***** Material provided *****

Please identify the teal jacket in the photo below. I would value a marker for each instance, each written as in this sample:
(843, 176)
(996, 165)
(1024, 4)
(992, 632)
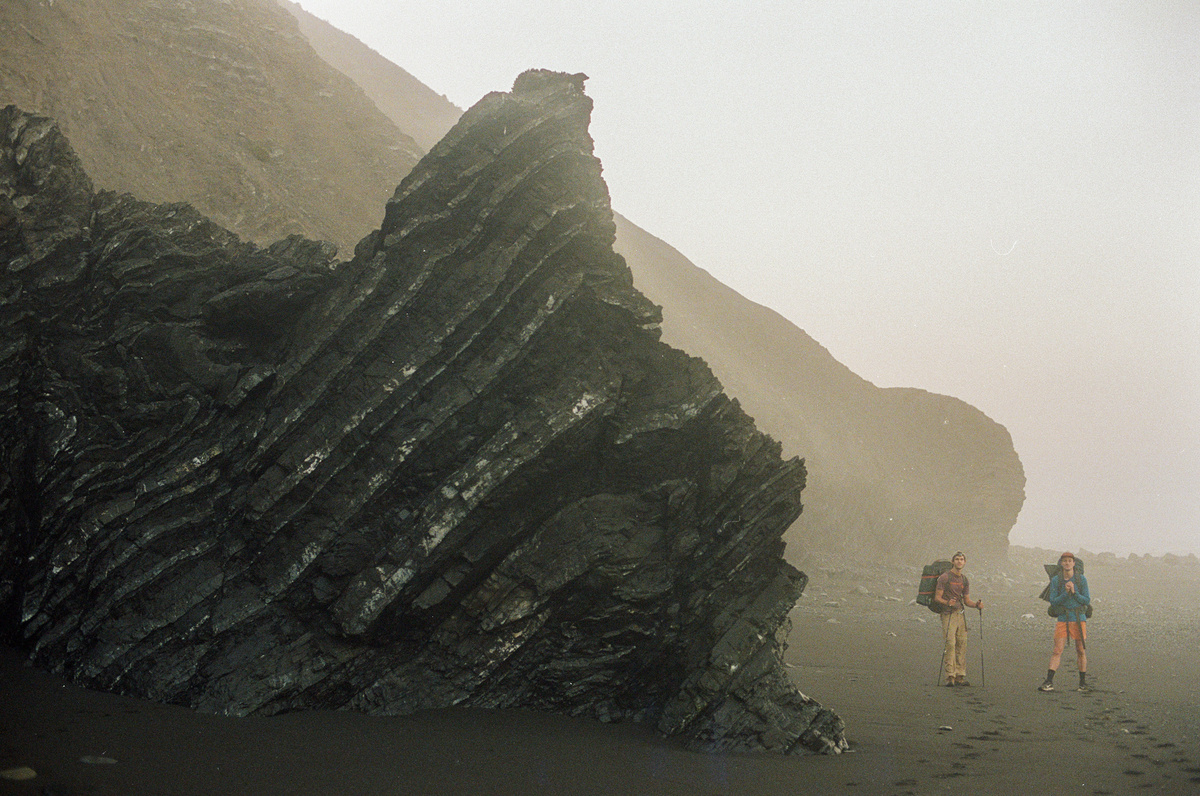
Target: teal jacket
(1073, 605)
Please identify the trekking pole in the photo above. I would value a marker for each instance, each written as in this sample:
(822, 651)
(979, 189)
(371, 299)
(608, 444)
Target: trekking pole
(983, 672)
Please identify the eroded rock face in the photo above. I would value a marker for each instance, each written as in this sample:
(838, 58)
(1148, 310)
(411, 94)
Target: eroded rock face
(459, 470)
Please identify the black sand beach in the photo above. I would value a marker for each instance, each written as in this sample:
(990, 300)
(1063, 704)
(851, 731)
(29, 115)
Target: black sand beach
(857, 645)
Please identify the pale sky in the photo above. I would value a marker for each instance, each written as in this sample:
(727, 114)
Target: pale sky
(994, 201)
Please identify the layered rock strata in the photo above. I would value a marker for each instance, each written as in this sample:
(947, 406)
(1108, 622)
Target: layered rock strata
(457, 470)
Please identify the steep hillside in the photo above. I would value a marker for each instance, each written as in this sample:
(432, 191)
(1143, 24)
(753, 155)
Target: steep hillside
(223, 105)
(243, 119)
(894, 473)
(413, 106)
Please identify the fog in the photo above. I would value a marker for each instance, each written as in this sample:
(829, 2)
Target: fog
(999, 202)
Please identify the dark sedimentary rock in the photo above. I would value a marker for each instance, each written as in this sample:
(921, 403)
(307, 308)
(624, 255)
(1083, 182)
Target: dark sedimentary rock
(459, 470)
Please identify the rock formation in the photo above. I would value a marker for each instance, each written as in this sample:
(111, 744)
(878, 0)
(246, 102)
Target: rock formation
(457, 470)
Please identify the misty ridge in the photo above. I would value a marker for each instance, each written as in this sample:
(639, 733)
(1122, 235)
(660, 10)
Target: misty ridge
(900, 474)
(322, 394)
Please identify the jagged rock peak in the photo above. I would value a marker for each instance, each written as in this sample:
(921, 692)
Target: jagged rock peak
(457, 470)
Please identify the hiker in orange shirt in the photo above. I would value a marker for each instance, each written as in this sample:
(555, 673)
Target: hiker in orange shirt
(953, 593)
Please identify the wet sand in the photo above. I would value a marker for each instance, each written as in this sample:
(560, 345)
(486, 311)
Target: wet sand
(857, 645)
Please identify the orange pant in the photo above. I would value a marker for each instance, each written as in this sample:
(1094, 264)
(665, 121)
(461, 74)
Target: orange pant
(1069, 630)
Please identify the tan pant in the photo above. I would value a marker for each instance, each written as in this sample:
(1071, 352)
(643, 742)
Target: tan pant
(954, 630)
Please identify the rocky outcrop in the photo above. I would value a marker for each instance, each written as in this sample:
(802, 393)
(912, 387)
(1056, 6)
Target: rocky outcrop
(457, 470)
(895, 474)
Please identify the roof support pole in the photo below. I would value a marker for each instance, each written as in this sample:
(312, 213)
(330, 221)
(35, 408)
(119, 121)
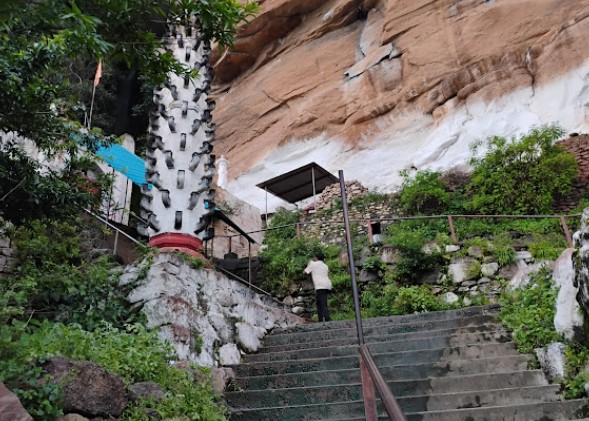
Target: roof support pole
(266, 214)
(314, 189)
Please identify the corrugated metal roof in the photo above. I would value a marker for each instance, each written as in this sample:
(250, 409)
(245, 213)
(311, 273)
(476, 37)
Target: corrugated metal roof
(125, 162)
(297, 185)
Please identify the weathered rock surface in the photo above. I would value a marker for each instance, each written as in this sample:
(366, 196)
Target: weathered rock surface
(568, 319)
(199, 311)
(379, 86)
(581, 262)
(10, 407)
(552, 360)
(146, 390)
(88, 389)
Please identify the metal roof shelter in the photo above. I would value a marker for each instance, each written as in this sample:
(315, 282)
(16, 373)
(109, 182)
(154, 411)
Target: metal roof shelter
(299, 184)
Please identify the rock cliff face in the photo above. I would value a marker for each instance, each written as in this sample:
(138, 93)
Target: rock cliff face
(375, 86)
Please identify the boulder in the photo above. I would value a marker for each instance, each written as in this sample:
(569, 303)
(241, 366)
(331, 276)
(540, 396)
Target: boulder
(449, 297)
(552, 360)
(249, 337)
(196, 310)
(88, 389)
(475, 251)
(459, 268)
(10, 406)
(146, 391)
(568, 319)
(229, 354)
(489, 269)
(221, 378)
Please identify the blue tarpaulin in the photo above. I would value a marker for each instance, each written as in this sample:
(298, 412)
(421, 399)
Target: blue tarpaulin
(124, 162)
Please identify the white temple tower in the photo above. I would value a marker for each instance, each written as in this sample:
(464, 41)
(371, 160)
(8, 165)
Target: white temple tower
(179, 163)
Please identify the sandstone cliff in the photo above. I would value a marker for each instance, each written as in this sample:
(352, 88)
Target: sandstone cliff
(375, 86)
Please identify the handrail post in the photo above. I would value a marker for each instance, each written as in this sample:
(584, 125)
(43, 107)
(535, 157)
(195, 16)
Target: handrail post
(452, 230)
(368, 393)
(249, 263)
(116, 244)
(351, 259)
(567, 233)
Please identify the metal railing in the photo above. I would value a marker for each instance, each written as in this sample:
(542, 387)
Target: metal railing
(117, 231)
(369, 372)
(451, 219)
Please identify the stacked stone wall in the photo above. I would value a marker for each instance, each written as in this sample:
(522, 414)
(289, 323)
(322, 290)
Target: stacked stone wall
(6, 259)
(325, 221)
(579, 147)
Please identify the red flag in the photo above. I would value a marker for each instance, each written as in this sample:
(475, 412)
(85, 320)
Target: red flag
(98, 73)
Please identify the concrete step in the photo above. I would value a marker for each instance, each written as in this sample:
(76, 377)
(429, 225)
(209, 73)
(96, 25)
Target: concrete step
(399, 372)
(440, 341)
(331, 362)
(401, 388)
(331, 333)
(354, 411)
(466, 312)
(488, 329)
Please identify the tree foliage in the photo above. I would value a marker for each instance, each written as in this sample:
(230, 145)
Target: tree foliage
(521, 175)
(41, 41)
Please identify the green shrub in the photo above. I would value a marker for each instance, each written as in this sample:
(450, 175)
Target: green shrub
(409, 239)
(52, 280)
(374, 263)
(423, 193)
(134, 353)
(521, 175)
(529, 312)
(474, 269)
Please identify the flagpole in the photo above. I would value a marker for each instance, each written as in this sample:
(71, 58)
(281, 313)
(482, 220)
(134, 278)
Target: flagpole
(97, 77)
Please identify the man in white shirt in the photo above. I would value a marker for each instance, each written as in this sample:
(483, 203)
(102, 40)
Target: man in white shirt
(319, 273)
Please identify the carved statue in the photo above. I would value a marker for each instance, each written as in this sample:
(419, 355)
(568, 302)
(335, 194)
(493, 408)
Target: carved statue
(179, 166)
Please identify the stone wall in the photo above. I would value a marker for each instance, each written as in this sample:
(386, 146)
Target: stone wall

*****

- **Your instructions**: Return each line in the records that holds the string "below".

- **Solution for this problem**:
Please identify the teal jacket in the photo below. I would value a marker for each instance, each written as in this sample:
Please identify the roof support pole in the photo below. I would value a marker for each instance, each written as in this sample:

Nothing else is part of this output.